The Real Reason Bloggers Quit
It’s not the burnout, guys. It’s really not.
It’s the fact that we failed to treat our blogs as a real business.
When we started earning income with our blogs, we became not just the CEO, but the Creative Director, and the Social Media Manger, the editor, the writer, and more. And we failed at trying to fill too many roles.
Michael Gerber, in his popular business book The E-Myth Revisited: Why Most Small Businesses Don’t Work and What To Do About It talks about this very phenomenon. “E” stands for “entrepreur.”
We think just because our blogs are making money that we suddenly have a business.
Real businesses have an organizational chart with positions that will need to eventually be filled.
Real businesses have processes.
Real businesses are set up in such a way that the owner can take a step back and the business runs without them.
Blogs can be real businesses, too. But the people that quit are the people that never set up their business to run efficiently and tried to wear too many hats when they could really only wear 1 or 2.
WATCH THE VIDEO
Here’s what I had to say about bloggers quitting (I’m warning you because it was very impromptu, and I wasn’t wearing makeup. HA!)
The Real Problem With Blogs
This isn’t something I’ve been able to do well, either. Just because I’m breaking it down to you like this doesn’t mean I have my stuff together. I don’t. But I’m aware of where this blog needs to go if it’s going to survive any length of time without me wanting to quit.
But here’s where the fear comes in with bloggers:
1. We have branded our blog as OURSELVES.
Our blogs have been our babies for so long that it’s impossible to separate the blog from the blog owner.
I am Thrift Diving.
When you read this, you get my voice, thoughts, projects.
If I suddenly brought in contributing writers, I’d lose readers. They may not want to see other people. They subscribed because they liked me.
But as a business, we have to be able to detach the blog from ourselves.
Trust me, this is a struggle, one that I’ve not yet begun to do.
Listen to this Pat Flynn podcast for some inspiration from Charlene Johnson on how she and her husband were able to remove herself from her business. It was definitely a 2-year process for her!
2. We’re Too Cheap To Pay Someone
I’m going to go ahead and throw it out there. We’re too cheap.
I know… Sometimes it’s a real problem since we may not be making that much money to hire people to help. That’s always been my hold-up.
But the truth is that eventually you’ll need to hire people to do jobs–from writing, to editing video, to managing social media, and more. We have to let go of this “I can do it all” attitude and just learn to pay for help.
3. We Know Nothing About Business
As Michael Gerber said in The E-Myth Revisited: Why Most Small Businesses Don’t Work and What To Do About It the problem is that just because you’re a hairstylist working in a salon, doesn’t mean you can just quit and open up your own hair salon and become a business person. You’re just the technician, working in your business and not on your business!
That’s what leads to this supposed “blogger burnout.” You’re the technician working in the blog, doing the job of multiple people, but you’re not focused on the bigger picture.
The bigger picture is that a blogger should be able to step away from her blog and that blog still lives on, stronger than ever, because they approached it from a business standpoint and put processes in place.
But if only you knows how to run your blog, with no business insight or processes, doing it all yourself, you will probably end up hating it and will eventually quit.

________________________

INSTRUCTION A: Reproduce, without changes, the part of the records from the line with "Category: bare branch" up to and including the end of the records.

PROVIDED RECORDS:
________________________

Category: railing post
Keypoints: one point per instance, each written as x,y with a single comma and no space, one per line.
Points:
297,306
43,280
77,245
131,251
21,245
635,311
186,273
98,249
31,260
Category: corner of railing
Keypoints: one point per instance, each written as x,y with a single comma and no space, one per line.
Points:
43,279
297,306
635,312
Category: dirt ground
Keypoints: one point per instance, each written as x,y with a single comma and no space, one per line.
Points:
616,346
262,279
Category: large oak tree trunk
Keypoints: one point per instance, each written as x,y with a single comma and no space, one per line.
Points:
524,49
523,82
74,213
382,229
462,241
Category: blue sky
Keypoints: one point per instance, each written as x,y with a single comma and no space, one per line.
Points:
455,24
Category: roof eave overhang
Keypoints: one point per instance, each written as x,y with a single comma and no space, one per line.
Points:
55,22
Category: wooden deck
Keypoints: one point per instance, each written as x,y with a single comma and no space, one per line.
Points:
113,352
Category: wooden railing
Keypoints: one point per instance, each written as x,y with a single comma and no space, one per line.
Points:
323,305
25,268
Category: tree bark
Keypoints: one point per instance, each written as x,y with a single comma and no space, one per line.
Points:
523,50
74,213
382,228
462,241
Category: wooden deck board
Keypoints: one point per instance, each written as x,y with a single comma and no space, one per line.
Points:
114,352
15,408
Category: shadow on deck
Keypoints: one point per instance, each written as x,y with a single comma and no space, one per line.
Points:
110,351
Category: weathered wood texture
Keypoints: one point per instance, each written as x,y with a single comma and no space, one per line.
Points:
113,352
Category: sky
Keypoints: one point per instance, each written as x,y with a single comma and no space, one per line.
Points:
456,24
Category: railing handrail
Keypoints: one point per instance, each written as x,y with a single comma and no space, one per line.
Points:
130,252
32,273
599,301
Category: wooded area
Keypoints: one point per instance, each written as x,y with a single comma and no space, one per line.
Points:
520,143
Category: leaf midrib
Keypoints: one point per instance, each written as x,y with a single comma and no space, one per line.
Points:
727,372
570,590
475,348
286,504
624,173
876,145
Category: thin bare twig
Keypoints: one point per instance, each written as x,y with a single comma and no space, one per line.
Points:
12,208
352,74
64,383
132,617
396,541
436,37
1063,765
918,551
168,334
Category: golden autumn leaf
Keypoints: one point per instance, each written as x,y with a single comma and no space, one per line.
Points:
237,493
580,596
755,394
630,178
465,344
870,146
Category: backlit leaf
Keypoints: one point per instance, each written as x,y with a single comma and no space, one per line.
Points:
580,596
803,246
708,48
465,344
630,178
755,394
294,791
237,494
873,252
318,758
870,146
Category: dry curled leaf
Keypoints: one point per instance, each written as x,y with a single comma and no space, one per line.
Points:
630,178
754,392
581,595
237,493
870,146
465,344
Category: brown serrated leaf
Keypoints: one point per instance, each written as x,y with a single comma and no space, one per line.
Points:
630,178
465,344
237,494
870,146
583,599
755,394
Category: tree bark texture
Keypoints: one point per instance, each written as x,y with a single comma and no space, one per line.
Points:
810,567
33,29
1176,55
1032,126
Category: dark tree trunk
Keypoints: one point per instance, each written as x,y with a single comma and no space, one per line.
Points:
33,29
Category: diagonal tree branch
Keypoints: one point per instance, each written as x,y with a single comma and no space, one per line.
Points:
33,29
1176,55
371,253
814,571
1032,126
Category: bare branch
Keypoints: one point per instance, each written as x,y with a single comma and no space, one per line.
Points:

________________________

INSTRUCTION B:
Does each statement below agree with the post on why bloggers quit? For each, answer yes or no and quote the words that decide it.
(i) The post says burnout is the real reason bloggers quit.
(ii) The post says real businesses have processes.
(iii) The post's writer has already begun to detach the blog from the writer's own self.

EXERCISE ANSWER A:
Category: bare branch
Keypoints: one point per instance, each written as x,y with a single comma and no space, one per line.
Points:

EXERCISE ANSWER B:
(i) No: "It’s not the burnout, guys. It’s really not."
(ii) Yes: "Real businesses have processes."
(iii) No: "Trust me, this is a struggle, one that I’ve not yet begun to do."